Pick out every line in the material below that has the word "bare" and copy each one. Case counts.
[Begin]
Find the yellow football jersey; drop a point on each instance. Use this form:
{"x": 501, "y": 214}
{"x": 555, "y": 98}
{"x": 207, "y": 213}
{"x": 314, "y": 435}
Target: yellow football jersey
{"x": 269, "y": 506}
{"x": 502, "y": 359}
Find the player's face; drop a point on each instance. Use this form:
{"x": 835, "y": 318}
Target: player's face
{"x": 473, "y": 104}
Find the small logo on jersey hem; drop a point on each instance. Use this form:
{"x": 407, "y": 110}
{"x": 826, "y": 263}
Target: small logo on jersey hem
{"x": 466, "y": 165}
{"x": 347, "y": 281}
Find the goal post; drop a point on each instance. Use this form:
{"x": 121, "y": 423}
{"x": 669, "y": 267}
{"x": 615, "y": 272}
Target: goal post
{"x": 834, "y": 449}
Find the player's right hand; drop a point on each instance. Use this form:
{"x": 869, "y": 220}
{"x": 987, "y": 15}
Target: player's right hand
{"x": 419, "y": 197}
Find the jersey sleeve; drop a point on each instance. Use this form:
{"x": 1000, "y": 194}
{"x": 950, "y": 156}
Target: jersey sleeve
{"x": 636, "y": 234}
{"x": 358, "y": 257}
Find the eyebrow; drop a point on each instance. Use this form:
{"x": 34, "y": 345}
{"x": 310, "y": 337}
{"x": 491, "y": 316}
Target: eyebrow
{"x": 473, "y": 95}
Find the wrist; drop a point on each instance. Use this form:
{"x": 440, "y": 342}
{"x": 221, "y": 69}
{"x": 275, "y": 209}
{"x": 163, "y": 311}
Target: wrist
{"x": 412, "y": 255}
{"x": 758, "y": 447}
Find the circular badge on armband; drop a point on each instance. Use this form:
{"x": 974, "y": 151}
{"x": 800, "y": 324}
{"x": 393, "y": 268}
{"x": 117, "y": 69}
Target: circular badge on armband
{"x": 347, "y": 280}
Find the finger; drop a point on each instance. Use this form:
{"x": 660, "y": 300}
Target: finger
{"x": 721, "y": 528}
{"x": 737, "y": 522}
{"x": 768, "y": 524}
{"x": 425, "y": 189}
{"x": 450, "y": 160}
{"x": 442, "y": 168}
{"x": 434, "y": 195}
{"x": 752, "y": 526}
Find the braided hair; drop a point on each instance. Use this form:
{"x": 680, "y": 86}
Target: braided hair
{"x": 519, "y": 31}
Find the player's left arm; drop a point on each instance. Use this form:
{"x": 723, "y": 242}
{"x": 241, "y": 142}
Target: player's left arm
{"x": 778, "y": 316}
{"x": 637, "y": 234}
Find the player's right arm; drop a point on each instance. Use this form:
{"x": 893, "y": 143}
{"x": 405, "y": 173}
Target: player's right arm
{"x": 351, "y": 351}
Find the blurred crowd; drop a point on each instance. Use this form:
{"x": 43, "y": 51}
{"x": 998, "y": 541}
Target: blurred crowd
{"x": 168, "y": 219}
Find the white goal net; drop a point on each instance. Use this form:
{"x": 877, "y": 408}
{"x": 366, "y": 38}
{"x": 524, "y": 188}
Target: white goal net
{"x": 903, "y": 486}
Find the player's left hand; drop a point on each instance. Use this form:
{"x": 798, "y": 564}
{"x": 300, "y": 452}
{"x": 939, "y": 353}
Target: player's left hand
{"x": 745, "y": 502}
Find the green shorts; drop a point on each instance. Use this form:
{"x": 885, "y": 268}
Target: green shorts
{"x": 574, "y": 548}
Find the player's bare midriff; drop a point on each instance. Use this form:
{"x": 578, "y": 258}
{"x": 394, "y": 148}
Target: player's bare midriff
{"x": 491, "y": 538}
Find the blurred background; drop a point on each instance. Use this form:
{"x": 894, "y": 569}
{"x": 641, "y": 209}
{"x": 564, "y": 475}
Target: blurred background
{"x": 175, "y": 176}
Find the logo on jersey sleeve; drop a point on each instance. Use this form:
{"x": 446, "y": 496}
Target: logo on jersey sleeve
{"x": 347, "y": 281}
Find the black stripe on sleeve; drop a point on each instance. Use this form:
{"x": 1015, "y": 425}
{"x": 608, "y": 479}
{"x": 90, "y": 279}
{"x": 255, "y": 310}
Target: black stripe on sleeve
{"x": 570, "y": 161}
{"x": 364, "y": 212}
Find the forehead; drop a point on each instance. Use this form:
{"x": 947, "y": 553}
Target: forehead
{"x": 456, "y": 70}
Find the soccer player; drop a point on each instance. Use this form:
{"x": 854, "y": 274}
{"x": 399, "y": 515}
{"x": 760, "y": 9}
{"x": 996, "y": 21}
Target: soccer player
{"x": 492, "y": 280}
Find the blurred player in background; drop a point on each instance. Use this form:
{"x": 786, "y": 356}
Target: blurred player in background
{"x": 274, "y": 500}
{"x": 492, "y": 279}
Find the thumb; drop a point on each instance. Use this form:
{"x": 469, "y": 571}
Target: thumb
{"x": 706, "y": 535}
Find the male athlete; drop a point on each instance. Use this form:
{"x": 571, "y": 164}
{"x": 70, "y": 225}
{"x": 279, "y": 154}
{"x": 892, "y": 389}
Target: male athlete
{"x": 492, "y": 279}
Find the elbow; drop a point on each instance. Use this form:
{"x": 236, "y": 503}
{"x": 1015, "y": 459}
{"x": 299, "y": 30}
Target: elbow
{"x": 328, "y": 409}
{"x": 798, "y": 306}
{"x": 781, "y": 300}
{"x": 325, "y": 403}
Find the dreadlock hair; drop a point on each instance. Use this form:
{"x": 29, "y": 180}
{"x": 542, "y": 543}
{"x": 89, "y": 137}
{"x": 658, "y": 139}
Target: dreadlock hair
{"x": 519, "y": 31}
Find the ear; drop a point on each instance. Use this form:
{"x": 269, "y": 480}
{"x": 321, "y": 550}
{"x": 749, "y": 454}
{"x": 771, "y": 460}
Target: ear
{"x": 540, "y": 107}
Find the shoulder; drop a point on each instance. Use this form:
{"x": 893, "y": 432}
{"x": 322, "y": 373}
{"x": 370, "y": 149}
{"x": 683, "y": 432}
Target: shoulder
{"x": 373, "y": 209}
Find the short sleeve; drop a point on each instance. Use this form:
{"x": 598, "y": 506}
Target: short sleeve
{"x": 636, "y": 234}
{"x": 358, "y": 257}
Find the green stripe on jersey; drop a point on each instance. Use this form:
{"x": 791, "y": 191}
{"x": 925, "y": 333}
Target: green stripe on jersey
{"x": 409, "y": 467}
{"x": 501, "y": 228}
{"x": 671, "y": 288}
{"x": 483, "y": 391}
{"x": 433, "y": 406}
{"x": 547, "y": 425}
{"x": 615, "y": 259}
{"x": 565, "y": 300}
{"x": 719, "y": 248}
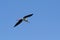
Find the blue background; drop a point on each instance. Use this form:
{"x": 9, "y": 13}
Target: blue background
{"x": 44, "y": 24}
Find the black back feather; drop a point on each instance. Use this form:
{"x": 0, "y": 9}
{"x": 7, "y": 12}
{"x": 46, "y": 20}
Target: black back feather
{"x": 18, "y": 22}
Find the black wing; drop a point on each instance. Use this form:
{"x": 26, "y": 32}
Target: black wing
{"x": 28, "y": 16}
{"x": 18, "y": 22}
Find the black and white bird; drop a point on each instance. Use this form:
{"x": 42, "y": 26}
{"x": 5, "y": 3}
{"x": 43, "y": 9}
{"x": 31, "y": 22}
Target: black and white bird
{"x": 23, "y": 19}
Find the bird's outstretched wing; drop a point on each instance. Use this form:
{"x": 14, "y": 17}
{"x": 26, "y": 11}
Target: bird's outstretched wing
{"x": 28, "y": 16}
{"x": 18, "y": 22}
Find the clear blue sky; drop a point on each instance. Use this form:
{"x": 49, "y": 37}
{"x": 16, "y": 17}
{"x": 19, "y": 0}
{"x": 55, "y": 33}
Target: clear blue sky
{"x": 44, "y": 24}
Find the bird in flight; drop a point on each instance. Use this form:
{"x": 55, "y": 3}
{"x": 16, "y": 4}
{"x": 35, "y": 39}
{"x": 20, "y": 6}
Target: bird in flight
{"x": 23, "y": 19}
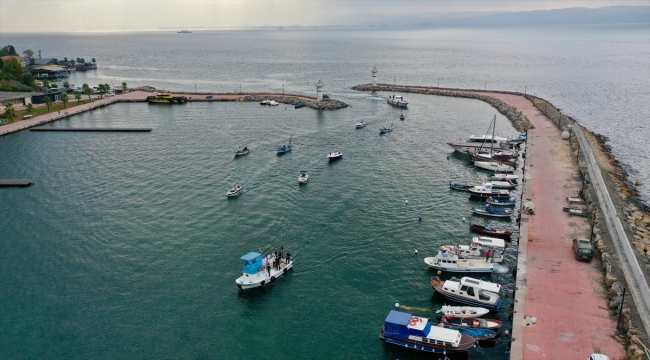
[End]
Correct output
Find the player's bare midriff; drop a point on each instance. Use this form:
Target: player's bare midriff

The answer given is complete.